(Point localization data)
■ ■ ■ ■ ■ ■ ■

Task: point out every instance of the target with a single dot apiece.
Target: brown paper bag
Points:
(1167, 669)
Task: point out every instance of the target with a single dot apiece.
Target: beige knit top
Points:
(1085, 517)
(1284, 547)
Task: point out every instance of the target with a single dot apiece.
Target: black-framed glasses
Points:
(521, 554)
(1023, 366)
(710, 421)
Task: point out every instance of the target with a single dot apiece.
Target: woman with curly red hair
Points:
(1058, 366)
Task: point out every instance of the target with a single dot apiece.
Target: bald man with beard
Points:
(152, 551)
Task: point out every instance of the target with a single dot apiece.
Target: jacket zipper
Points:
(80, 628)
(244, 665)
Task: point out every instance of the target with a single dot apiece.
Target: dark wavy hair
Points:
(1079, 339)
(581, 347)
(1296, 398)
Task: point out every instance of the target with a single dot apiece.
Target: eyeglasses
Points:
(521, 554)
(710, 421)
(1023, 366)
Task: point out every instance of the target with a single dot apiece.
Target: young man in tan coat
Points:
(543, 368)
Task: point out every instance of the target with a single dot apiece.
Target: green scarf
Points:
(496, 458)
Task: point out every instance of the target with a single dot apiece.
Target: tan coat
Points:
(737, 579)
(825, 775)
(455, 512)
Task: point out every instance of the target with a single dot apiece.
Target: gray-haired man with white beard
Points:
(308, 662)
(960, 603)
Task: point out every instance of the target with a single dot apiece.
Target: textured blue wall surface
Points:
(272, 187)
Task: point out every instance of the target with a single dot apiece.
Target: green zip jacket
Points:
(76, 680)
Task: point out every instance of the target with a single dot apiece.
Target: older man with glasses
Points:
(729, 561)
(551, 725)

■ ■ ■ ■ ■ ■ ■

**What to do:**
Only the lines containing "beard" are needed; copy each of them from the data.

**Task response:**
Target: bald man with beard
Target: gray-haired man with white beard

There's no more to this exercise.